TASK PROMPT >>
Copy out all lines from the material that contain the string "facade".

INFORMATION SUPPLIED >>

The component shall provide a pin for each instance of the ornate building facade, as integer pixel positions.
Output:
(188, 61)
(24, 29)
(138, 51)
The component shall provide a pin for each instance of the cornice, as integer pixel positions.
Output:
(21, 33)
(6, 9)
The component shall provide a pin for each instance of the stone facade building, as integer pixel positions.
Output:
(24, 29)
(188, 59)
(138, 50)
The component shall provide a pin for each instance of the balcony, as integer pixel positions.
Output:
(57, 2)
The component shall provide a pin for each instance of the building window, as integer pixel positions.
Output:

---

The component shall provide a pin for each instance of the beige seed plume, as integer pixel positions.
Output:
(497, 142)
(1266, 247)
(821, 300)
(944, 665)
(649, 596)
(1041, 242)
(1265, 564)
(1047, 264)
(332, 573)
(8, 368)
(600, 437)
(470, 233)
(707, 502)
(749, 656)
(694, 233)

EXERCISE SOLUTION >>
The component shall provide a pin for each instance of the ornate building facade, as integer pixel positions.
The component shall provide a pin for each instance of the stone facade building, as integer pixel positions.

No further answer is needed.